**Task instructions:**
The records below must be written out exactly, with every picture left behind.
/---
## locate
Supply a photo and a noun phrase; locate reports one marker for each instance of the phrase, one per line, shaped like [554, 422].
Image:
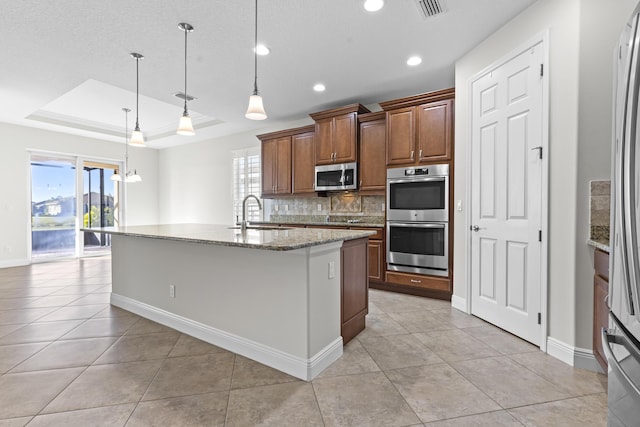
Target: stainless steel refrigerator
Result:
[621, 341]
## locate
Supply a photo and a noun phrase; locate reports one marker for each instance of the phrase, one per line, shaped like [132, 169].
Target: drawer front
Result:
[601, 264]
[415, 280]
[379, 232]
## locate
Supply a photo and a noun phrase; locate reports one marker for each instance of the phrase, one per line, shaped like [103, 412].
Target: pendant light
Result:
[128, 176]
[137, 139]
[256, 109]
[185, 127]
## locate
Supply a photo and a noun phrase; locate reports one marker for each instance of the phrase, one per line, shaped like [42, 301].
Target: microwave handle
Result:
[425, 179]
[416, 225]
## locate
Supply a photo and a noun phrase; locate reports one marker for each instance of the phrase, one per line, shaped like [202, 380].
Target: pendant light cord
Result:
[186, 30]
[255, 54]
[137, 92]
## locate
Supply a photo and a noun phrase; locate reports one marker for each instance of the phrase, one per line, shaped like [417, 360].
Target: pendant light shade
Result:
[256, 109]
[128, 176]
[137, 139]
[185, 127]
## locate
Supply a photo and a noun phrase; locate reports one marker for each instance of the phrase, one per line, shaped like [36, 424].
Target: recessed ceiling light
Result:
[373, 5]
[414, 60]
[262, 50]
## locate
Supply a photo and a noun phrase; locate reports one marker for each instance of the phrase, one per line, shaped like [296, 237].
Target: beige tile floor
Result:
[68, 358]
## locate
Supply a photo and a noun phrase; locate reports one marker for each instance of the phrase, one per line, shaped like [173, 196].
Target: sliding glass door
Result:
[62, 187]
[53, 207]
\---
**Result below:**
## locate
Supply a photo and a noun phrase; locate reports one marker for each instance of the phrase, one per line, shaped like [554, 422].
Image:
Target: stainless steel refrigerator
Result:
[621, 341]
## locate
Supply a photo and a noun phrase; locate reports one marker for each instance of the phrase, one per line, shaped like [132, 169].
Target: drawer front
Result:
[601, 264]
[415, 280]
[379, 232]
## locate
Supply a photo and a noun phrase; locate reports one marker for each instance of the phrase, one per line, shaped like [103, 412].
Target: pendant light
Result:
[128, 176]
[137, 139]
[256, 109]
[185, 127]
## locate
Supply a photo and a noun phrase; locate reports one marker for each instance of the phrase, one per line, shaped like [42, 301].
Target: microwave handle
Result:
[425, 179]
[416, 225]
## locate
Supply a photo and a noun phrase; locate reports one marker for each instance of the phrase, one per line, shaped like [202, 380].
Target: pendant light cord
Result:
[186, 30]
[255, 54]
[137, 92]
## locate
Supply a photo and a noun phrase; locate reports one marker for each instance of the phrase, one per line, shaped like [417, 360].
Target: pendant light shade
Result:
[256, 109]
[128, 176]
[137, 139]
[185, 127]
## locate
Supply a photo and a noun phrase; locate reports one marker for each instance of the phrase, one per line, shaped like [36, 424].
Target: recessed ceiling light
Result:
[373, 5]
[414, 60]
[262, 50]
## locate
Supply a photo and a noun phrase; locate reports one marker for each instance of the phrase, one per line, shaped like [296, 237].
Target: beige tile floor
Result:
[68, 358]
## locate
Supply a photo and a noun phrase; locate reports one marker for each instance of the phrase, one per line, shaped like [173, 196].
Target: sliding glass door
Result:
[62, 187]
[53, 207]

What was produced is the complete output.